- Data
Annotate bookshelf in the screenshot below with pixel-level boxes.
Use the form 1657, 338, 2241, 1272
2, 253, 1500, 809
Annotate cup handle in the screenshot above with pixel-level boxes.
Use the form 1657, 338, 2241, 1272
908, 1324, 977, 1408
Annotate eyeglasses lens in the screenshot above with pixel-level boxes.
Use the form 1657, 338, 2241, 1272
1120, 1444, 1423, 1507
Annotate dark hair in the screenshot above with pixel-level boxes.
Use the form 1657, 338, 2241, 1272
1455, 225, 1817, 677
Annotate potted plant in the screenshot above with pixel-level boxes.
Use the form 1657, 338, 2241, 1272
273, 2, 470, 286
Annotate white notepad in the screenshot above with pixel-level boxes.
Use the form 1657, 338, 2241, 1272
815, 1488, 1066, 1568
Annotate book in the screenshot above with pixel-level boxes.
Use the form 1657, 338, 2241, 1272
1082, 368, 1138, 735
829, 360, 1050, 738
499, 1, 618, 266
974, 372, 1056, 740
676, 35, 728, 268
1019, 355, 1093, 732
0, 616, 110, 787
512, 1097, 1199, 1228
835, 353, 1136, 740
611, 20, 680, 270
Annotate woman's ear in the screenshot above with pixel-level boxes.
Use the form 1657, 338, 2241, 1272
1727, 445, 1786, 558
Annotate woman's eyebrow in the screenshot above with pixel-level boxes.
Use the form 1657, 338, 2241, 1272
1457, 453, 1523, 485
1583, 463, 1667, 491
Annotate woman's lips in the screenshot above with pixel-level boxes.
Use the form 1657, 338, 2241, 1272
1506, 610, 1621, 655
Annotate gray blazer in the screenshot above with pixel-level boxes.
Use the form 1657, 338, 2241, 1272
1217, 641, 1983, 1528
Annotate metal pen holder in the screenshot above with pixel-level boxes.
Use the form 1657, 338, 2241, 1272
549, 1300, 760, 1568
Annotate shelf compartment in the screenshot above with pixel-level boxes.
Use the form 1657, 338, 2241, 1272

- Exercise
Retype the first line of the entries and every line after it, please, through the line that contains "Annotate white notepad". Add nothing.

- Task result
Annotate bookshelf in the screenshot below with pixel-level boxes.
Use the form 1657, 338, 2241, 1272
2, 253, 1500, 809
Annotate cup handle in the screenshot above with pixel-level boxes.
Use the form 1657, 338, 2241, 1272
908, 1324, 977, 1408
Annotate eyeglasses lens in the screenshot above with pixel-level boxes.
Use the form 1657, 338, 2241, 1272
1120, 1444, 1423, 1507
Annotate dark hair in the screenshot above with pixel-level boxes.
Use the form 1657, 338, 2241, 1272
1455, 225, 1817, 677
Annotate potted plant in the screenshot above with pixel-level boxes.
Use the form 1657, 338, 2241, 1272
273, 2, 470, 286
Annotate white notepad in the screenshot above with pixel-level boxes.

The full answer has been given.